* **正文部分**
Geohex网格聚合

Geohex分层地理空间索引系统 (H3) 将地球区域划分为可识别的Geohex单元格。

H3 网格系统非常适合邻近性应用，因为它克服了 Geohash 非均匀分区的局限性。Geohash 对经纬度对进行编码，导致在极点附近分区明显较小，而在赤道附近经度一度对应的分区则较大。然而，H3 网格系统的失真度很低，且仅限于 122 个分区中的 5 个。这五个分区被放置在低使用率区域（例如，海洋中部），从而保证了重要区域的无误差。因此，基于 H3 网格系统对文档进行分组，能提供比 Geohash 网格更好的聚合。

Geohex网格聚合将地理点分组到网格单元中，以进行地理分析。每个网格单元对应一个 H3 单元，并使用 H3Index 表示法进行标识。

精度

precision 参数控制决定网格单元大小的粒度级别。精度越低，网格单元越大。

以下示例说明了低精度和高精度的聚合请求。

* **记录数据**
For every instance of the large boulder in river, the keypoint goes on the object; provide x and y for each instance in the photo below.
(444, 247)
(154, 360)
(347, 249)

* **任务目标**
接着介绍 Geohex 网格聚合的正文往下写，从其最后一句之后开始。

* **任务答案**
首先，创建一个索引并将 location 字段映射为 geo_point：

PUT national_parks
{
  "mappings": {
    "properties": {
      "location": {
        "type": "geo_point"
      }
    }
  }
}

将以下文档索引到示例索引中：

PUT national_parks/_doc/1
{
  "name": "Yellowstone National Park",
  "location": "44.42, -110.59" 
}

PUT national_parks/_doc/2
{
  "name": "Yosemite National Park",
  "location": "37.87, -119.53" 
}

PUT national_parks/_doc/3
{
  "name": "Death Valley National Park",
  "location": "36.53, -116.93" 
}

您可以通过多种格式索引地理点。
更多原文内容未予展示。